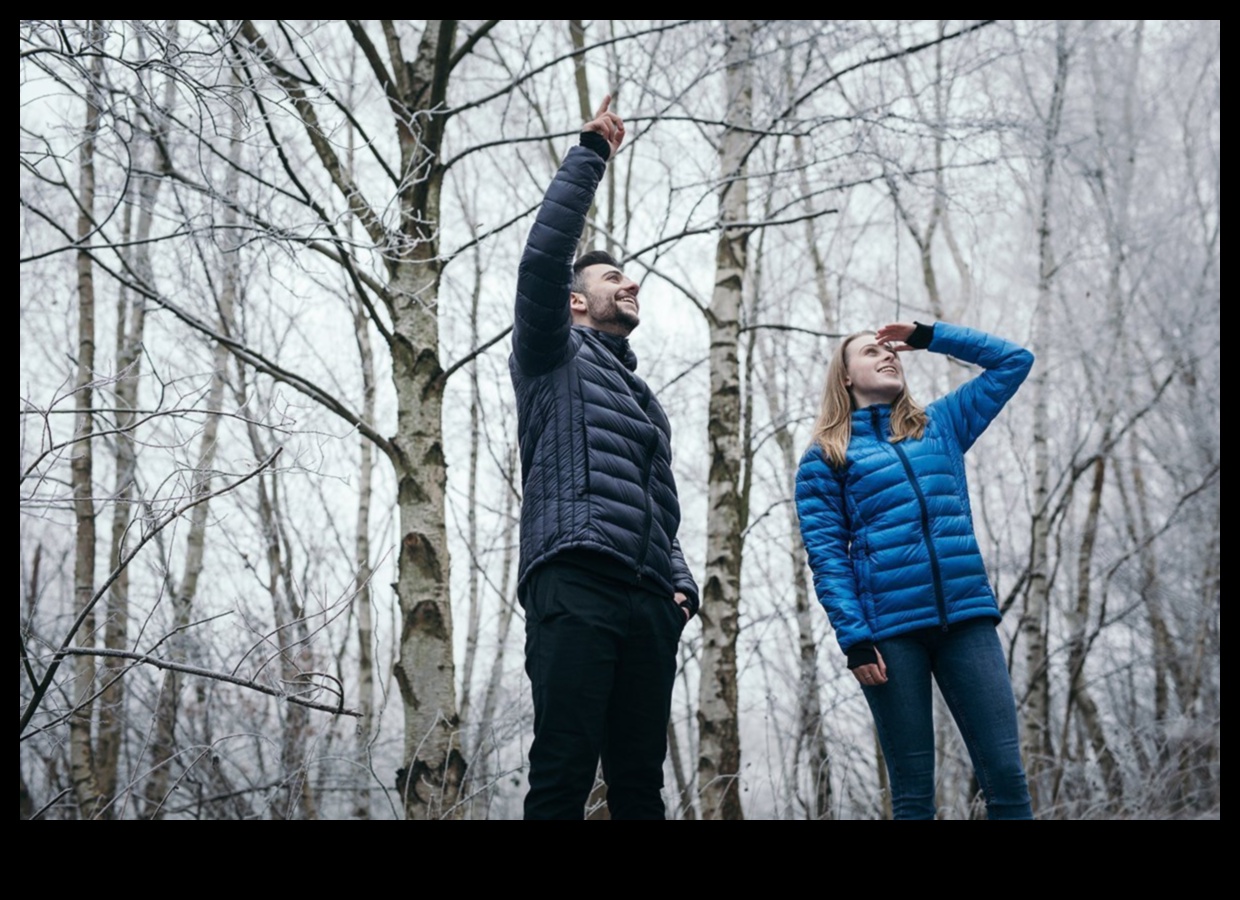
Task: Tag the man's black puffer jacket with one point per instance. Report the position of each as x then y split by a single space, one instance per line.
595 445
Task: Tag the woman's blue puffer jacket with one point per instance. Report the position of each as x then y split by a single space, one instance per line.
595 444
890 536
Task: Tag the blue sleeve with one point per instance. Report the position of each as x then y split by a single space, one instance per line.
822 511
542 324
971 407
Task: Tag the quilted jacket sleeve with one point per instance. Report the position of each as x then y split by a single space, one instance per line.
543 324
974 405
822 511
682 579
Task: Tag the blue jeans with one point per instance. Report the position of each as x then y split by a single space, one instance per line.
967 663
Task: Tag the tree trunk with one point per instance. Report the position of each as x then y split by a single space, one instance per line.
1036 719
82 763
719 750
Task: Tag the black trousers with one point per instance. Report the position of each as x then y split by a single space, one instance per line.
600 653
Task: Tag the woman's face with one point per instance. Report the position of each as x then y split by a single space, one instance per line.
873 372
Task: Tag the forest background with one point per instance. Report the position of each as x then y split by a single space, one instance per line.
269 484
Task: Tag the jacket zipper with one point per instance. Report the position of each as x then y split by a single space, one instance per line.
935 572
651 449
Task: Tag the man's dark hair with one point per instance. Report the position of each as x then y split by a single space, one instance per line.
584 262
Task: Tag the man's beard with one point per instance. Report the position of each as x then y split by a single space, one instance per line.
608 311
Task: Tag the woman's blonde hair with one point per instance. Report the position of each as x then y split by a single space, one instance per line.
833 428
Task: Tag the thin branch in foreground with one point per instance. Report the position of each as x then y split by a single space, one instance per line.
158 662
58 657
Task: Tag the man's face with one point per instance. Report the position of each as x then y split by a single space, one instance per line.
609 303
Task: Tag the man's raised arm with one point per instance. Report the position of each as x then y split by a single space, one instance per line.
542 324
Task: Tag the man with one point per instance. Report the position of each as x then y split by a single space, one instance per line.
603 579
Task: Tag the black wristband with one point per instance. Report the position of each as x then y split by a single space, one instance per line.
595 141
921 336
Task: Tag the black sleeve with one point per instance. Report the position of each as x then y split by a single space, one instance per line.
542 322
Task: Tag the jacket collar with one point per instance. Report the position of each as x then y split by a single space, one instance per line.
873 419
619 346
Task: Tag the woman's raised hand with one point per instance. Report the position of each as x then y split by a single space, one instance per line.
894 335
874 672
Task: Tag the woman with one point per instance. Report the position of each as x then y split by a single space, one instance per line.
888 528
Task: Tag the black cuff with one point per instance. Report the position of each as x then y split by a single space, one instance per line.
595 141
921 335
862 655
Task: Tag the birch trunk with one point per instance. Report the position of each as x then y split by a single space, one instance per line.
719 748
82 763
1036 714
362 596
416 89
164 743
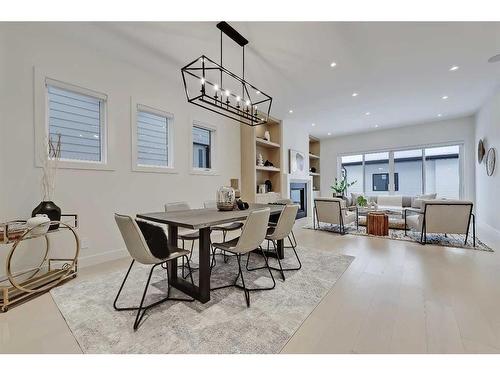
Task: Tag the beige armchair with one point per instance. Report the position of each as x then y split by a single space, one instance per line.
442 216
333 211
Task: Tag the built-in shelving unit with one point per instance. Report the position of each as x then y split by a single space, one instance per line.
253 144
314 162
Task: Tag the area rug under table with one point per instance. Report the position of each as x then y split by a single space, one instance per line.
450 240
223 325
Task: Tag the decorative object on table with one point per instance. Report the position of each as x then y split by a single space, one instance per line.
35 224
267 136
269 186
203 82
225 198
297 162
235 184
480 151
49 162
260 160
50 272
242 205
361 201
340 186
490 163
377 224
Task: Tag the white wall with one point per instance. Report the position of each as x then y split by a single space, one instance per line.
488 188
96 195
459 130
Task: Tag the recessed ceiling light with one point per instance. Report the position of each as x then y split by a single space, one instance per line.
495 58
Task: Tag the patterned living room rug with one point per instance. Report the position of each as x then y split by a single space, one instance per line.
223 325
451 240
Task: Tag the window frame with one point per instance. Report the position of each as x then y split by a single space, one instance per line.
213 149
42 127
137 107
391 152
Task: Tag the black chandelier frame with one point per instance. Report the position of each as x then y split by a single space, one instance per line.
241 107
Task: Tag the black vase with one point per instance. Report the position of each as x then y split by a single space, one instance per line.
50 209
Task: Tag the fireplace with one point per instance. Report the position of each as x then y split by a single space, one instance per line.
298 194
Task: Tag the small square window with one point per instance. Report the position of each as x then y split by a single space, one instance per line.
202 148
78 119
153 134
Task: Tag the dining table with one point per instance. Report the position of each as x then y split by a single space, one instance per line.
202 220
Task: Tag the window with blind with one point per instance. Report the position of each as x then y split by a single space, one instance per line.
78 119
153 138
202 148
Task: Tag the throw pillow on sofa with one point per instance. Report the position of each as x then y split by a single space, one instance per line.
417 201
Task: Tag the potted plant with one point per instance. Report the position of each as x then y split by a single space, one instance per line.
339 187
361 201
49 162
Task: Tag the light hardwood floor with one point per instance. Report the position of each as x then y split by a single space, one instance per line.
396 297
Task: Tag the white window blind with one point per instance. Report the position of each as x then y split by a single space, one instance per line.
152 138
78 119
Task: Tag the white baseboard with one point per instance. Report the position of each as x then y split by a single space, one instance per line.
106 256
488 234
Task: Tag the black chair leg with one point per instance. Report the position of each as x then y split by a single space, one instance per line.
141 310
245 290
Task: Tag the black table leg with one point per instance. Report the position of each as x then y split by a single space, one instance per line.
204 271
201 292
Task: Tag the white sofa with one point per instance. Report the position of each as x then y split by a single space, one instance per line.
333 211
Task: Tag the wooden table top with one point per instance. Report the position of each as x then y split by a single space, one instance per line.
205 217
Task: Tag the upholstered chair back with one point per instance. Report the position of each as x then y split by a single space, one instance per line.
285 222
447 216
254 230
328 210
134 240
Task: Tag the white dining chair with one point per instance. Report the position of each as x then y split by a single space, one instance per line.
252 235
281 231
147 244
223 228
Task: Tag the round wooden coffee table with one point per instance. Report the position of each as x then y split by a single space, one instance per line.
377 224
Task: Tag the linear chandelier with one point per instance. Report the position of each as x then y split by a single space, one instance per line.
211 86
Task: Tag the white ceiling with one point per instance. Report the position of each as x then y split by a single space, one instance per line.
400 70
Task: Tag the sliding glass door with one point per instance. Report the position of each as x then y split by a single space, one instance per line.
442 171
408 172
377 181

+++++

▶ The request
Rewrite all of the lines above with "separated by a comma" in place of every "split by a single space", changing nothing else, and omit the pictures.

▶ Correct response
Task: Tag the man's black puffer jacket with one point per instance. Report the position of each as x then y separated by a comma, one instance per line.
595 445
Task: Tag the woman's blue puffer jacket with one point per instance. Report the position of each as x then y separated by a comma, one instance per line.
595 444
890 536
Task: Tag the blue sleeve with one point per instance. Report the position of each as x then y separated by a comma, one instance per line.
822 511
542 324
971 407
Task: Tag the quilted jacket sleeve with one point per instance. Report the position of each as x then y separated by a comma, one instance per line.
543 324
974 405
822 511
682 579
Task: Tag the blue jeans with one point per instance. Report the position of each as x then y separated by a comma, one instance per line.
967 663
Task: Tag the tree trunk with one point per instance. Report the position of each as x then y separated by a comma, one instance per line.
1036 719
82 763
719 750
Task: Tag the black trousers with one point per instance. Report the position of each as x then y separated by a comma, one instance per line.
600 653
Task: Tag the woman's face with one point per instance. Report the position of each as x then y separated by a comma, one instance per line.
873 372
Task: Tag the forest background with one point per instance. Report the position of each as x then y separated by a comma, one instance per line.
269 484
Task: Tag the jacket zipper with one point per instance. Report the position of each as x then y separated by a comma, one instance per line.
935 572
651 449
Task: Tag the man's dark hair with one point per instance. Report the position of each as x then y separated by a comma, one instance per line.
584 262
Task: Tag the man's beard with one point per instance. Report the position of each as x then y separated by a comma, one instance per line.
608 311
Task: Tag the woman's blonde hair with one point per instance. Report the position of each as x then y separated by a comma, one instance per line.
833 428
Task: Tag the thin branch in foreground with one point per instance. Report the position of each as x then y separated by a comma, one instance per line.
158 662
58 657
Task: Tag the man's face with one point per instance. Report the position of each as x then y separated by a comma, one instance per line.
609 303
Task: Tag the man's raised arm with one point per instance. Report the position of each as x then y separated by a comma, one instance per line.
542 324
Task: Tag the man with one point per instance. Report the position of each as x then y separated by a comma, one instance per line.
603 579
Task: Tag the black wristband with one point per instance. Report the position of each as x then y separated by a comma, one instance per line.
595 141
921 336
Task: Tag the black sleeve with one point per instance. Report the position of each as x then y separated by a comma, one instance per line.
542 322
Task: Tag the jacket collar with one point per instance. Report the position of each as x then y separated by a comma, one instance per line.
873 419
619 346
Task: Tag the woman's raised hand with one point per instance. Report the position of each as x then y separated by a comma, one instance per line.
894 335
874 672
Task: Tag the woman with one point per instance. Report the position of each as x then y separated by a comma, one instance per line.
888 528
Task: Tag the black cuff with one point per instance. Report the position of each as x then y separated by a comma, one instance per line.
595 141
921 335
862 655
Task: Tag the birch trunk with one point per instance. Report the position of each as x then y separated by a comma, one instance per line.
719 748
82 763
1036 714
362 596
416 89
164 743
Task: Tag the beige armchair with one point per instance. Report the position of each as x then y separated by a comma, one instance per line.
442 216
333 211
Task: Tag the built-in shelving unit with one point per instance. Report the position of each as x then y separated by a comma, one instance per line.
253 144
314 162
Task: Tag the area rug under table with one point per instance. Report the position of each as x then y separated by a comma, one instance per line.
450 240
223 325
Task: Tag the decorative object on table with one point per instance. Report the position of each as x then y separated by a comma, one instance per line.
35 224
267 136
269 186
203 82
225 198
297 162
235 184
480 151
49 162
260 160
50 272
242 205
361 201
340 186
490 163
377 224
Task: Tag the white wall with one point per instance. Report the position of each as x then y separated by a comma, one instance per line.
488 188
96 195
459 130
Task: Tag the recessed ceiling light with one point per instance. Report the position of each as x then y separated by a comma, one instance per line.
495 58
Task: Tag the patterned living room rug with one point per instance. Report the position of each as x then y separated by a comma, one instance per line.
223 325
451 240
Task: Tag the window frame with one point per instance. Report the position of each as x then y separated by a comma, one instance per line.
213 149
42 127
137 107
391 152
Task: Tag the black chandelier frame with one point per instance. Report the position of each as x then y separated by a comma, one instance per line.
241 107
Task: Tag the black vase with one point per instance. Report the position of each as x then y separated by a comma, one instance per line.
50 209
Task: Tag the fireplace with one point per instance. Report the position of each as x then y separated by a comma, one instance per line.
298 194
Task: Tag the small square window with one point per instance. Report the position of each as x then y separated by a comma, one instance per line.
202 148
78 119
153 134
Task: Tag the dining table with one point per instance. Report the position of each as x then y separated by a comma, one instance per line.
202 220
Task: Tag the window with blind with one point per instance. Report the position of each as x then y separated by a comma, one instance per line.
78 119
153 138
202 148
Task: Tag the throw pillow on sofa with one point per instance. Report the position of each as x then y separated by a comma, one instance per line.
417 201
Task: Tag the potted plant with one point per instance. Report the position of each as x then y separated by a comma, one instance per line.
339 187
361 201
49 162
Task: Tag the light hardwood floor with one point per instance. Report the position of each as x then y separated by a comma, one instance per line.
396 297
Task: Tag the white window blind with one point per instance. Report the position of each as x then y separated by a comma, one instance per line.
152 138
78 119
Task: Tag the white baseboard with one point per instance. Report the position of each as x then y separated by a comma, one instance per line.
106 256
488 234
Task: Tag the black chair leg with one point per instance. Report the position of each as x then y separated by a comma, one instance per line.
141 310
245 290
Task: Tag the black table leg with one point per instance. Report the position of each as x then y separated by a comma, one instance per line.
204 271
201 292
Task: Tag the white sofa with one point per instance. Report the position of each as x then y separated by a comma, one instance per line.
333 211
Task: Tag the wooden table top with one point per instance. Report the position of each as x then y separated by a comma, one instance per line.
205 217
Task: Tag the upholstered chair back with one point per instance. Report the position of each as x then y separated by a comma, one instance per line.
285 222
447 216
254 230
328 210
134 240
Task: Tag the white dining chair with one point per instance. Report the position of each as x then y separated by a comma, one instance per line.
252 235
281 231
147 244
223 228
Task: Tag the round wooden coffee table with one point per instance. Report the position of each as x then y separated by a comma, one instance per line.
377 224
Task: Tag the linear chandelier with one point per instance. Report the position of each as x then y separated by a comma, one instance per line.
211 86
Task: Tag the white ceiling with one point per instance. Report the position of each as x then y separated by a comma, one instance per line.
400 70
Task: Tag the sliding glass door with one point per instance. Report the position of each as x then y separated by a comma, one instance per line.
442 171
408 172
377 181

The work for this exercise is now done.